In mythology, and in the study of folklore and religion, a trickster is a character in a story (god, goddess, spirit, human, or anthropomorphisation), which exhibits a great degree of intellect or secret knowledge, and uses it to play tricks or otherwise disobey normal rules and conventional behaviour.

Mythology

Tricksters are archetypal characters who appear in the myths of many different cultures. Lewis Hyde describes the trickster as a "boundary-crosser".[1] The trickster crosses and often breaks both physical and societal rules. Tricksters "...violate principles of social and natural order, playfully disrupting normal life and then re-establishing it on a new basis."[2]

Often, the bending/breaking of rules takes the form of tricks or thievery. Tricksters can be cunning or foolish or both. The trickster openly questions and mocks authority. They are usually male characters, and are fond of breaking rules, boasting, and playing tricks on both humans and gods.

All cultures have tales of the trickster, a crafty creature who uses cunning to get food, steal precious possessions, or simply cause mischief. In some Greek myths Hermes plays the trickster. He is the patron of thieves and the inventor of lying, a gift he passed on to Autolycus, who in turn passed it on to Odysseus.[1] In Slavic folktales, the trickster and the culture hero are often combined.

Loki cuts the hair of the goddess Sif.

Frequently the trickster figure exhibits gender and form variability. In Norse mythology the mischief-maker is Loki, who is also a shape shifter. Loki also exhibits gender variability, in one case even becoming pregnant. He becomes a mare who later gives birth to Odin's eight-legged horse Sleipnir.

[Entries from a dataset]
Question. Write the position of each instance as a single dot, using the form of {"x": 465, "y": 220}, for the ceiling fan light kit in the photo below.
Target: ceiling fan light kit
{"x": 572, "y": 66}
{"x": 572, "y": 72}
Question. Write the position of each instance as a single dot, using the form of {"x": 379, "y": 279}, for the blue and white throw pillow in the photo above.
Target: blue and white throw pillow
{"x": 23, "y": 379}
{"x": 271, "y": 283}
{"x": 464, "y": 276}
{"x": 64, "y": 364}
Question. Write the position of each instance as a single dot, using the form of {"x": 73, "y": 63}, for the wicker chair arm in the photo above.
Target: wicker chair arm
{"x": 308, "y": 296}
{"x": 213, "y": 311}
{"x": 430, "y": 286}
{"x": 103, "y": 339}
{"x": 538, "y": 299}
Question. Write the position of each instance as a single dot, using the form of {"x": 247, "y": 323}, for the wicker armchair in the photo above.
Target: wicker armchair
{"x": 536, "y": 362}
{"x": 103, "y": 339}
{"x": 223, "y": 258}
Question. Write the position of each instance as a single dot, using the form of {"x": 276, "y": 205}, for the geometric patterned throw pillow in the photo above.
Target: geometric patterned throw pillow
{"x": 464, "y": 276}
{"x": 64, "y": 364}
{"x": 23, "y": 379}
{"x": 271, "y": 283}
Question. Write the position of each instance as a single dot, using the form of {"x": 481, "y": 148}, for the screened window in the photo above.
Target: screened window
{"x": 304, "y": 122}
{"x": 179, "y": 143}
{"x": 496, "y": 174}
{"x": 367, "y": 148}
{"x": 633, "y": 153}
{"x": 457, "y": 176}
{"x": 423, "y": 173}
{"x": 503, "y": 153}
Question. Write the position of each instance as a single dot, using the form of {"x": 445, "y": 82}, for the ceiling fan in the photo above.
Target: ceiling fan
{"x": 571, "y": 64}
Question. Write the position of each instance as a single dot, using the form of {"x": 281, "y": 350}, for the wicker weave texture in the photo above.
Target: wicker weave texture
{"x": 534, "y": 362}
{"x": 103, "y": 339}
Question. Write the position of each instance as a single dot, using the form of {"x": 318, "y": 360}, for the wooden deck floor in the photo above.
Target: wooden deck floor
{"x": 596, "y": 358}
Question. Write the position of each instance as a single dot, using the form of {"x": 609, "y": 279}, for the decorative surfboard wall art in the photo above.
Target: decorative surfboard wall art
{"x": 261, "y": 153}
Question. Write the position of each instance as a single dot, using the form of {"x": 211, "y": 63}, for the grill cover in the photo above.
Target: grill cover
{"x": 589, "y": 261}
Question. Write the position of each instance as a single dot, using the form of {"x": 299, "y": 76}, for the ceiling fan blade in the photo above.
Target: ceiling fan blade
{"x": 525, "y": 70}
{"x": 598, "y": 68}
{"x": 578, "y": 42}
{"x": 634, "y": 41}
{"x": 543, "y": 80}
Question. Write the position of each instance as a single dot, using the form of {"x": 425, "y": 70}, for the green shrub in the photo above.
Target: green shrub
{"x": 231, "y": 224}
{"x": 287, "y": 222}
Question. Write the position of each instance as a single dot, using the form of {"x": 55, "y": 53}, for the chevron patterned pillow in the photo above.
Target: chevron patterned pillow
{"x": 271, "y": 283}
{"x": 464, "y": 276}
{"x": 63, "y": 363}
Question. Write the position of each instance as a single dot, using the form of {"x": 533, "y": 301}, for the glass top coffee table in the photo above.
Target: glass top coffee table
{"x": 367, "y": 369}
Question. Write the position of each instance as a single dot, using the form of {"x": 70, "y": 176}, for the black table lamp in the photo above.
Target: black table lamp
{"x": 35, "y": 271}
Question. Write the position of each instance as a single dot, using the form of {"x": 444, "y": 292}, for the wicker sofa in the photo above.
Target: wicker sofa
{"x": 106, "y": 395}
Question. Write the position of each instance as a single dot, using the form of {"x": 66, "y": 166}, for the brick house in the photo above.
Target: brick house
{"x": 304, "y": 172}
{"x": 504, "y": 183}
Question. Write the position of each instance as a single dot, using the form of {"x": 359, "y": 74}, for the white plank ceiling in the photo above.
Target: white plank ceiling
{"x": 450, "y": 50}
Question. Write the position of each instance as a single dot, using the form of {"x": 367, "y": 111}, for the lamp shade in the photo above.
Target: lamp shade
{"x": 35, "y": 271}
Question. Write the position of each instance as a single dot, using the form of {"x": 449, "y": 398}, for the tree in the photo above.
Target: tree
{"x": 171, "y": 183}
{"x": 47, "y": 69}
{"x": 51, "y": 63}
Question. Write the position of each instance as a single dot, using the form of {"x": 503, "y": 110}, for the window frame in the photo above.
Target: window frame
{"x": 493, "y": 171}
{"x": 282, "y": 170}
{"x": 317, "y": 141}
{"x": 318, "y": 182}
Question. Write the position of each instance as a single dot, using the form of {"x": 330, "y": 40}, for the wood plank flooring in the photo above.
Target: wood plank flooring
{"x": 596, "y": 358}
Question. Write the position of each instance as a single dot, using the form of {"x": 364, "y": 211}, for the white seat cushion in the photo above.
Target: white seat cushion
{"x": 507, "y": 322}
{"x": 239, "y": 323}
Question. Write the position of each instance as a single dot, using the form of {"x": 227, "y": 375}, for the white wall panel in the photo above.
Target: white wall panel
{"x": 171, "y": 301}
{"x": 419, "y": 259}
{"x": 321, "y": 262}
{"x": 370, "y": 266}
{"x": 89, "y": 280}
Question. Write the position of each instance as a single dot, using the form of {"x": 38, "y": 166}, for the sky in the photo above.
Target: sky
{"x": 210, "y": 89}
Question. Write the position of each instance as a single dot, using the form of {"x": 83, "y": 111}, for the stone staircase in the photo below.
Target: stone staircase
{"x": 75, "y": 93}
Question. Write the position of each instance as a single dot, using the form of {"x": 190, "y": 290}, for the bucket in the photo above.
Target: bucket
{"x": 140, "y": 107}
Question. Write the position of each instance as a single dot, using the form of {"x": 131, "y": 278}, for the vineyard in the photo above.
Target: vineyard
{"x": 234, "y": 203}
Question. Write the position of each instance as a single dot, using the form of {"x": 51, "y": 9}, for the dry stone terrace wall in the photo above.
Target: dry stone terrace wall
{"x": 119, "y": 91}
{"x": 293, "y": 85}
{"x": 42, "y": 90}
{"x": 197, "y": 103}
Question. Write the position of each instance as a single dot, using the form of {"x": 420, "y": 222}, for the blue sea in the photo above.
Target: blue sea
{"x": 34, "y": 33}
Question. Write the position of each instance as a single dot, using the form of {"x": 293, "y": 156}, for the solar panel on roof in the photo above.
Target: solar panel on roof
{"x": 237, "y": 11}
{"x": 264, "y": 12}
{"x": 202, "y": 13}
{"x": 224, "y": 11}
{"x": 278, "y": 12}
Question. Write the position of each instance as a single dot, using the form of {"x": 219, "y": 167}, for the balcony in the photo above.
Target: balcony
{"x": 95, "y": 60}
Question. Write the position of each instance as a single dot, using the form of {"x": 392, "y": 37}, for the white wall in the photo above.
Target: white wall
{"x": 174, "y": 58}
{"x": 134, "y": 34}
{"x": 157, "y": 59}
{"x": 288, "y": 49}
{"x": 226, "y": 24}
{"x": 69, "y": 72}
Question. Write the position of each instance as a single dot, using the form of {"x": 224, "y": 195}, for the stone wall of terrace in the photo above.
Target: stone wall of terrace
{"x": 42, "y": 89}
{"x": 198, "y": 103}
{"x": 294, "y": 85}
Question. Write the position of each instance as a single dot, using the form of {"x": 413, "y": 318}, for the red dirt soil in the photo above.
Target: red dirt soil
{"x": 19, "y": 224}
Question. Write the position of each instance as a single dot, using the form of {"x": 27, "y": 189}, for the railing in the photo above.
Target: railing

■ What you need to do:
a. Using the passage on tricksters, explain how Odysseus came to have the gift of lying.
b. Identify each line in the entries that contains the word "flooring", and copy those lines. Case counts.

■ Task-by-task results:
a. Hermes, the inventor of lying, passed this gift on to Autolycus. Autolycus in turn passed it on to Odysseus.

b.
Question. Write the position of each instance as a single dot, using the form of {"x": 330, "y": 40}, for the wood plank flooring in the photo above.
Target: wood plank flooring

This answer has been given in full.